Referring expression pointing data:
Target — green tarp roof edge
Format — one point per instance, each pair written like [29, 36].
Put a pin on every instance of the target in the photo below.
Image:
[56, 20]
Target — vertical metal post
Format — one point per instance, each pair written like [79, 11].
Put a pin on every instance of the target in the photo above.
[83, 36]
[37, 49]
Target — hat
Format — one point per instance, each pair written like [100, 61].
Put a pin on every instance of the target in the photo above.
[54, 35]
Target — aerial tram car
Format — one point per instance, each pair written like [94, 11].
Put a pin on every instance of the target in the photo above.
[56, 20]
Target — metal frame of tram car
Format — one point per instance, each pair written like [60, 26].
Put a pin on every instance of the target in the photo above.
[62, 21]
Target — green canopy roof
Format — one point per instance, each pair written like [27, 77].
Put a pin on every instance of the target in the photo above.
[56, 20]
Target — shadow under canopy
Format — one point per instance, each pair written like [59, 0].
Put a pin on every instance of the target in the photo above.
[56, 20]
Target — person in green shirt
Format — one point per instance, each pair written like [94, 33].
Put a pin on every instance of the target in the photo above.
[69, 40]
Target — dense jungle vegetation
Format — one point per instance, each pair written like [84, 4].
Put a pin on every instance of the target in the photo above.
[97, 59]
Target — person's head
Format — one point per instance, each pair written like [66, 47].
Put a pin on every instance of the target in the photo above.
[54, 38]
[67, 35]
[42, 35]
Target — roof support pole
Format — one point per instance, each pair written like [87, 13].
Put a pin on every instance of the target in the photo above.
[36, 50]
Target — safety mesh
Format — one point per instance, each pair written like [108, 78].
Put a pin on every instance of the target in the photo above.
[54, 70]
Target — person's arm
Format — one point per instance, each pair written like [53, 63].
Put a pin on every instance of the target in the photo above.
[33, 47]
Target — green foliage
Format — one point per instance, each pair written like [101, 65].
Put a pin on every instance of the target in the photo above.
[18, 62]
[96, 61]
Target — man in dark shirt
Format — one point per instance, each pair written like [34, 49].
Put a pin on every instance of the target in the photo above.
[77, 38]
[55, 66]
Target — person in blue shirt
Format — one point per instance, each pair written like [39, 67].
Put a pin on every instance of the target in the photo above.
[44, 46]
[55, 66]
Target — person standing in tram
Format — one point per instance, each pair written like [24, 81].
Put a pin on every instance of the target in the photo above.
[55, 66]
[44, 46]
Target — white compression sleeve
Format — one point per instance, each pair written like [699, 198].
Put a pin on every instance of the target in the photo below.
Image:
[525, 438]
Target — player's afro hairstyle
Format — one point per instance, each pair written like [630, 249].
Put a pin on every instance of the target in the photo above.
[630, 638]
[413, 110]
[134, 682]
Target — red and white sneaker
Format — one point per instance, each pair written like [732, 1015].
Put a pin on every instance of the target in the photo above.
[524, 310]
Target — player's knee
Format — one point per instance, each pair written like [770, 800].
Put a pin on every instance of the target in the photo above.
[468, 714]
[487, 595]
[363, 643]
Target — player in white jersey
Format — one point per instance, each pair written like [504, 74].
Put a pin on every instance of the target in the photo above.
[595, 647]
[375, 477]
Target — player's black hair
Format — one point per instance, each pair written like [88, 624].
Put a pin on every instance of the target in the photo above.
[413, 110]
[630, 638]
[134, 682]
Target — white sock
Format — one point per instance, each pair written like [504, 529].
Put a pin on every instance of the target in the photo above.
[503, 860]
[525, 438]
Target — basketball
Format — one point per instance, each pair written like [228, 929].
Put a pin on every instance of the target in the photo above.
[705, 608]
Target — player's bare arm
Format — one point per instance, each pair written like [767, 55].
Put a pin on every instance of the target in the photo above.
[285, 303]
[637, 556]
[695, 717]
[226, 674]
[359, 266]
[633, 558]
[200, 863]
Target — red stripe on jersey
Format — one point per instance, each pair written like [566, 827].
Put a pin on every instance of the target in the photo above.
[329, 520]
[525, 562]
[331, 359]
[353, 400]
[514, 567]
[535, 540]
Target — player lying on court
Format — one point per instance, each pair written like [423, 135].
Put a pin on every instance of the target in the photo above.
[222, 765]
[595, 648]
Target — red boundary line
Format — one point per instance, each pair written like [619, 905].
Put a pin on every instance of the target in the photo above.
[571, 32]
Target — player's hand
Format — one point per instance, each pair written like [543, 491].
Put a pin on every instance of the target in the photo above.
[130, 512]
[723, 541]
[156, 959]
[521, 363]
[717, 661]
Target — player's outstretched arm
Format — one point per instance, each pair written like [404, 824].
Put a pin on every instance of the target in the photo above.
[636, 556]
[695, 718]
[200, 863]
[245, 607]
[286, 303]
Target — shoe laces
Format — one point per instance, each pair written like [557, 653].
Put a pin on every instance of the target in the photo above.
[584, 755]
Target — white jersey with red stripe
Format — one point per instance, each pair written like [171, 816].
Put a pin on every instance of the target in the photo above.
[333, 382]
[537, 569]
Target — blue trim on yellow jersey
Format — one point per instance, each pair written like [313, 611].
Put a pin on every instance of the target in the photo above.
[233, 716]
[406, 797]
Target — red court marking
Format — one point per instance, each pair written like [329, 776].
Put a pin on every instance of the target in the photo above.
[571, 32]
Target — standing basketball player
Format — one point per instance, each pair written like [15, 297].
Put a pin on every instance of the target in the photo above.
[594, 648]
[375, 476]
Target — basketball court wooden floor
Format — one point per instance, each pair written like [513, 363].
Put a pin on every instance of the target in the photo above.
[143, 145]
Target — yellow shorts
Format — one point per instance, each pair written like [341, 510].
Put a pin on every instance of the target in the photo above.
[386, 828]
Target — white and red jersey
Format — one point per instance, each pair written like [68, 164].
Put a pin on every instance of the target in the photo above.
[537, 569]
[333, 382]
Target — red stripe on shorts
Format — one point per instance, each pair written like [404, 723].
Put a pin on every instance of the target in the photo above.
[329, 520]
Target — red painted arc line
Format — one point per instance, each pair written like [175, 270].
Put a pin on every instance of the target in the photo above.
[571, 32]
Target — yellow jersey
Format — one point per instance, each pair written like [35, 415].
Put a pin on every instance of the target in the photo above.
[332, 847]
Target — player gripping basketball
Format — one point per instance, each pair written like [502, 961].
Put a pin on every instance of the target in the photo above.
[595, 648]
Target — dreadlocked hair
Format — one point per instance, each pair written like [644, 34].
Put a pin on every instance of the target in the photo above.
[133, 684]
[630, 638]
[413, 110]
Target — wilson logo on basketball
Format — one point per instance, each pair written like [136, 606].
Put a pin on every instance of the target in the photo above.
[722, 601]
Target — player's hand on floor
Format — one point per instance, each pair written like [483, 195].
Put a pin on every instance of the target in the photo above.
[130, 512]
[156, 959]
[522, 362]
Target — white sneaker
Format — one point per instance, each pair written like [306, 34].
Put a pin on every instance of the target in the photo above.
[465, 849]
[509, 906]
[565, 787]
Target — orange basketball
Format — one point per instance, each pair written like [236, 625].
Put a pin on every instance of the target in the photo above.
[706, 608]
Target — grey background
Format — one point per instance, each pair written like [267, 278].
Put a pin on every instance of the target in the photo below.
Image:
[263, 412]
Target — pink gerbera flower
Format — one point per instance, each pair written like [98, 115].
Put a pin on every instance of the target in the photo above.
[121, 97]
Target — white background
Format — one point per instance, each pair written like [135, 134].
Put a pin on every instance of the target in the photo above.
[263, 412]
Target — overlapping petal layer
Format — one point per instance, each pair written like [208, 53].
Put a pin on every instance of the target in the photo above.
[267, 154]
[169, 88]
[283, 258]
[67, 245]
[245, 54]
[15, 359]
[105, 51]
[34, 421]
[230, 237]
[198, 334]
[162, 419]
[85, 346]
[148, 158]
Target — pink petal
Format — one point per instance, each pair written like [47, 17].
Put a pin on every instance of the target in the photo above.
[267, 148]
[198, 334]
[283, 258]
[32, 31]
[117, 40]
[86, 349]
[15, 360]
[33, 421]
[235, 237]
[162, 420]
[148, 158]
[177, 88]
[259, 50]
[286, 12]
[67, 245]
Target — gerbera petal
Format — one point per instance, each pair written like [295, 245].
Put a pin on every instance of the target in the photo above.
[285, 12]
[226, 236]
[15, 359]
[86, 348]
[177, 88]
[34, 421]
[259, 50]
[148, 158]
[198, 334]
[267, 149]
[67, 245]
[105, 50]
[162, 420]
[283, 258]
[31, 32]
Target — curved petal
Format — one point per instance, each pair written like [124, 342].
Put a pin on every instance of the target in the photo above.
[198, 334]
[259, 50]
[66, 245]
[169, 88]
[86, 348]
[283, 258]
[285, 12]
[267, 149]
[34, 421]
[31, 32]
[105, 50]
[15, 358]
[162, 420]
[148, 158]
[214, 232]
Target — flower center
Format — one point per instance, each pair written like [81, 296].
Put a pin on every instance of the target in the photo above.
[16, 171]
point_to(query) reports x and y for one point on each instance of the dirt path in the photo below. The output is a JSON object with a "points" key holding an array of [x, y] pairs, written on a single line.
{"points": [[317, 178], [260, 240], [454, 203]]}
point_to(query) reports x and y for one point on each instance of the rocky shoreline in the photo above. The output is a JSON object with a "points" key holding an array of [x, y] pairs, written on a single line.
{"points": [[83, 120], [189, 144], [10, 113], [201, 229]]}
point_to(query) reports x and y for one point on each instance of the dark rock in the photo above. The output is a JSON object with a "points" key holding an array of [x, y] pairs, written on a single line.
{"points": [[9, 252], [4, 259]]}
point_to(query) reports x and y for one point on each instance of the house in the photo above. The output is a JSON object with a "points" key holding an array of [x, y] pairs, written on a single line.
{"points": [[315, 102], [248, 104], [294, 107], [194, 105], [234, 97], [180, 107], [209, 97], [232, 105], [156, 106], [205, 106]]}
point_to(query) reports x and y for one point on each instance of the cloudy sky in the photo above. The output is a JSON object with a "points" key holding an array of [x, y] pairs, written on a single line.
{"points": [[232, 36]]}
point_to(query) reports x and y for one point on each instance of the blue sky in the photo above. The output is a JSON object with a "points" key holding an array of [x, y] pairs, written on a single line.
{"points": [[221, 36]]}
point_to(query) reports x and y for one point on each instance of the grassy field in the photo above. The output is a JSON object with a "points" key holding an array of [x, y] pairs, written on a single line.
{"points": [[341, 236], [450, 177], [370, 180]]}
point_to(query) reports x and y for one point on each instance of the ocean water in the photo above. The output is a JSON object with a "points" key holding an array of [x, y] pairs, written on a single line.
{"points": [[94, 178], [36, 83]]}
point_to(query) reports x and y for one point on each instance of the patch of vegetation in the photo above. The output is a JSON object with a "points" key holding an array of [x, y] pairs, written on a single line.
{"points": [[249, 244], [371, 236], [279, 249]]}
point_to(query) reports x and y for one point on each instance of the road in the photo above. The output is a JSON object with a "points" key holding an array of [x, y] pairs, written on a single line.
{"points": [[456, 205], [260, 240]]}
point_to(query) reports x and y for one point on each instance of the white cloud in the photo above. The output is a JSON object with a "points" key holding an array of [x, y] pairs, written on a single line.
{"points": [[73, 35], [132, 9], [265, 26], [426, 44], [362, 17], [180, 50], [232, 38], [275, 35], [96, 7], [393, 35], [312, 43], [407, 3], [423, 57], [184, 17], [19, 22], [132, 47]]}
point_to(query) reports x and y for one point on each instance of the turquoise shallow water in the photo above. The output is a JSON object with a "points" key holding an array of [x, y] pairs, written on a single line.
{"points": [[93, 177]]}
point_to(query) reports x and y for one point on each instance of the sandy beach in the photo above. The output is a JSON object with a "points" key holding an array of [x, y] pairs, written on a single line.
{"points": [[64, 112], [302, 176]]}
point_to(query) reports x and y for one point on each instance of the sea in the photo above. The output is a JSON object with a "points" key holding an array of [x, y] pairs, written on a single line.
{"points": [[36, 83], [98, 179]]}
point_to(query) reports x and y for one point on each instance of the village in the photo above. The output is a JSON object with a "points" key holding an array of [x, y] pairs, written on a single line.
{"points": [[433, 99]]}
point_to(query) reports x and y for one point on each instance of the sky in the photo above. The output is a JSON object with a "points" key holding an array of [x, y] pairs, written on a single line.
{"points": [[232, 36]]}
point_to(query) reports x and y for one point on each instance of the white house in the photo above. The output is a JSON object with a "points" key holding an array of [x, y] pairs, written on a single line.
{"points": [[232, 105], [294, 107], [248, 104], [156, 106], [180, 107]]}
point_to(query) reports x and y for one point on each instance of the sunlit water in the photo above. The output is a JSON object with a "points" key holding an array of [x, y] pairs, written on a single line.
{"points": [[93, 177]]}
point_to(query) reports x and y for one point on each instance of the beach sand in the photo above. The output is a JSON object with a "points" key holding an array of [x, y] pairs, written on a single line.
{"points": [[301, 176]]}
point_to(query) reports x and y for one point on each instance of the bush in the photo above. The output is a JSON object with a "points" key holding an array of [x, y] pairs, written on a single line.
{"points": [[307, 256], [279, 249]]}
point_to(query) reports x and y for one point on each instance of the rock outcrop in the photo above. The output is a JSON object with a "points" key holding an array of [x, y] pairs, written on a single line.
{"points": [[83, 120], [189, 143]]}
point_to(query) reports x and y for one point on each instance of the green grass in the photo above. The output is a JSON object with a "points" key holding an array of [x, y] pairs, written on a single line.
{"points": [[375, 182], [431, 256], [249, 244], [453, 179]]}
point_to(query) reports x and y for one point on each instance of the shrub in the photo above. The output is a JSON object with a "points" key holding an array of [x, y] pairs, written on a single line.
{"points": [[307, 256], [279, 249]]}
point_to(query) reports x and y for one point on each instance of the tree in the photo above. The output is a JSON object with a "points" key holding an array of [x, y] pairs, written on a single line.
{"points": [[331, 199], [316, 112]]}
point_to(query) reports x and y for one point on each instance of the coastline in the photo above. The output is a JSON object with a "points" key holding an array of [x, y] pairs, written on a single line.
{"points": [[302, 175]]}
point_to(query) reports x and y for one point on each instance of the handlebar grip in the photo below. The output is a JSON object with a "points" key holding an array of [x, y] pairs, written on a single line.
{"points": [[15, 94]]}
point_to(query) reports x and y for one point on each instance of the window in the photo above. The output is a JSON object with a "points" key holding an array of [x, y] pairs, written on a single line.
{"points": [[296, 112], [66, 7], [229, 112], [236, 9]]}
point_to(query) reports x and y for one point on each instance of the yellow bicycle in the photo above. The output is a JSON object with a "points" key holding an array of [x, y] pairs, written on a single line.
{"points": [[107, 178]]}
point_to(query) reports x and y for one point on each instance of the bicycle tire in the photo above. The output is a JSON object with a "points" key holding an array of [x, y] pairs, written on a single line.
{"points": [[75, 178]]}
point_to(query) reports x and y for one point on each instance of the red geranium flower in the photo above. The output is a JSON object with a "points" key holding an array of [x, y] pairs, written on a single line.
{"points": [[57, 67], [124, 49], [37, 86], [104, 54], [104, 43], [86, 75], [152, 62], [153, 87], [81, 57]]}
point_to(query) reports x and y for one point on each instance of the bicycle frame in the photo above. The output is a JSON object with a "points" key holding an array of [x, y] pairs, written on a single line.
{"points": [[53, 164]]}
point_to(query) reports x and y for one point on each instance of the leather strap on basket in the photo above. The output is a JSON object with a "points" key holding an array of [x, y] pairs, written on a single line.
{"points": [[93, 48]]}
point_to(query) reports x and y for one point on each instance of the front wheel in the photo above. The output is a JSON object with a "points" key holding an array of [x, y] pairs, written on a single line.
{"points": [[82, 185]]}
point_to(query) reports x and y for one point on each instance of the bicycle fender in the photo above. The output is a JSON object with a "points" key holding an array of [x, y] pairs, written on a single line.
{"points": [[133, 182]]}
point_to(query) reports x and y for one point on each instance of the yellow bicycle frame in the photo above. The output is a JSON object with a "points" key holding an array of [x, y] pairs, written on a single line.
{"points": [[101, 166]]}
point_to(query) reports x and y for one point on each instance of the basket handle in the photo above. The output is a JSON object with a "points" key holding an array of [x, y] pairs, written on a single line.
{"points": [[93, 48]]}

### WHAT THE EXERCISE ASKS
Which lines in the records contain the word "player"? Copy each one.

### ANSWER TO THIS TASK
Target — player's afro hairstyle
Target — player's knee
Target — player in white jersey
Target — player's black hair
Target — player's bare arm
Target — player lying on court
Target — player's hand
Target — player's outstretched arm
Target — standing basketball player
Target — player gripping basketball
Target — player's hand on floor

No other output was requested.